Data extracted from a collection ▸
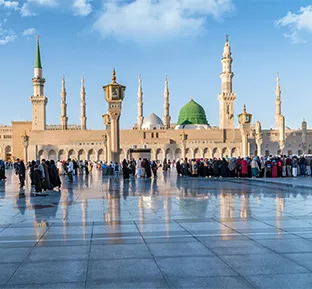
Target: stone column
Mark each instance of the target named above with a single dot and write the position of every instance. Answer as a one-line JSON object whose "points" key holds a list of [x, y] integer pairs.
{"points": [[115, 139], [25, 143], [259, 138], [259, 143], [183, 142], [244, 146], [114, 95], [244, 122]]}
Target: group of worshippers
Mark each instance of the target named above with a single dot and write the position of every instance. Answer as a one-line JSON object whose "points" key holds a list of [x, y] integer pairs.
{"points": [[142, 168], [256, 167], [44, 176], [2, 170], [79, 167]]}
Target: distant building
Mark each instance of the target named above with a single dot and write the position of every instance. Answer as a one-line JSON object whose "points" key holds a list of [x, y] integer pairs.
{"points": [[151, 136]]}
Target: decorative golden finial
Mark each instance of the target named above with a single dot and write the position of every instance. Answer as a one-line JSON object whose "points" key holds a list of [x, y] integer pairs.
{"points": [[114, 76], [140, 80]]}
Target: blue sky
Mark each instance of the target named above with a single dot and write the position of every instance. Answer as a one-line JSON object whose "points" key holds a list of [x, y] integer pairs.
{"points": [[183, 39]]}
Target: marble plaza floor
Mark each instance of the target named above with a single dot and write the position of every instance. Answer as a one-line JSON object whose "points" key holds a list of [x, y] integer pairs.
{"points": [[165, 233]]}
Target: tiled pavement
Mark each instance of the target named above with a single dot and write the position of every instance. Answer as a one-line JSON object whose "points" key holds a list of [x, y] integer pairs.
{"points": [[165, 233]]}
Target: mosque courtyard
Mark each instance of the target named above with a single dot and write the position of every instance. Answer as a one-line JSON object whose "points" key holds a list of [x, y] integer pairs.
{"points": [[156, 233]]}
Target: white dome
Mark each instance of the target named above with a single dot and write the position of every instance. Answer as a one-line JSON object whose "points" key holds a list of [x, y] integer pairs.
{"points": [[152, 122]]}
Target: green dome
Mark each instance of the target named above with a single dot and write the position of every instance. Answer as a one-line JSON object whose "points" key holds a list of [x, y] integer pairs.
{"points": [[192, 113]]}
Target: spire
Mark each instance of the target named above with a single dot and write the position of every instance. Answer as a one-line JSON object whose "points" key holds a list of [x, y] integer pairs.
{"points": [[38, 57], [167, 117], [63, 118], [140, 104], [227, 48], [278, 102], [63, 84], [82, 90], [114, 76], [83, 117], [278, 87], [140, 82]]}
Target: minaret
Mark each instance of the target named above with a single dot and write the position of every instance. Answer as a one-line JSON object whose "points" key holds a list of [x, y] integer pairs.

CHALLENGE ▸ Return the listing above in full and without alteration, excluding its pictures.

EXERCISE OUTPUT ▸
Target: stone column
Mark each instance of the target named above with a single dot and write the position of every instance. Answer as a one-line JSON object whose "points" key holds a list of [x, y] integer pairs.
{"points": [[115, 139], [25, 143], [259, 138], [259, 143], [183, 142], [244, 146], [114, 95], [244, 122]]}
Target: group of worshippers
Mark each instance of the target named above with a single dot and write the position of every instance. Answer as a one-line JSON object whose "points" key holds a list of [x, y] integer pairs.
{"points": [[142, 168], [256, 167], [44, 176], [2, 170], [79, 167]]}
Target: distant building
Mark each instance of the target named above with a single dot and write the position of every instance. Answer as a one-line JSON object whose "points" key holds a list of [x, y] integer pairs.
{"points": [[151, 136]]}
Target: decorative golden finial
Mark each instance of the target named above with a single dot and write the position of every instance. Answer as a one-line JSON object whose "points" key holds a list of [x, y] integer pairs.
{"points": [[114, 76], [140, 80]]}
Target: blue sky
Mark each instance of the target named above with a single dot and write the position of every instance. Answer as a one-line JSON object whose "points" key holds a list of [x, y] integer pairs.
{"points": [[183, 39]]}
Target: marble plaza floor
Mark each instance of the target named above with a single dot and write the position of every instance. Answer as a one-line JSON object whose "points" key holds a list of [x, y] integer pairs.
{"points": [[165, 233]]}
Target: tiled pavement
Mark each instance of the target named above with a single dot and write the position of every instance. Answer as a one-line JSON object whose "points" key holds a list of [x, y] integer pairs.
{"points": [[165, 233]]}
Target: mosque courtyard
Mark each instance of the target named above with a single dot and write the position of every instance. Answer as a one-line JSON object whose "points" key holds a list of [x, y] integer pairs.
{"points": [[156, 233]]}
Target: white dome
Mark each instance of the target named above with a single dot and write the position of every instance. Answer as a one-line JSON object whose "points" key holds a list of [x, y] integer pairs.
{"points": [[152, 122]]}
Target: green dome
Mark each instance of the target named above with a single dot and write the position of every instance. Answer as a one-line JSON object whose "points" key holds a list of [x, y] integer pairs.
{"points": [[192, 113]]}
Target: spire
Mark each instance of the target named above with a single dot and write the position of every instance. Answer as a one-line JSON object whose "points" key holds a list of [x, y] integer pairs.
{"points": [[38, 57], [167, 117], [63, 118], [140, 104], [227, 48], [278, 102], [63, 84], [82, 90], [114, 76], [83, 117], [278, 87], [140, 82]]}
Target: minaret
Mark each instance of the target named above with a single dot and write the position of every instance. Answer as a one-line JSON object whose "points" key holds a list of [x, y] integer pairs.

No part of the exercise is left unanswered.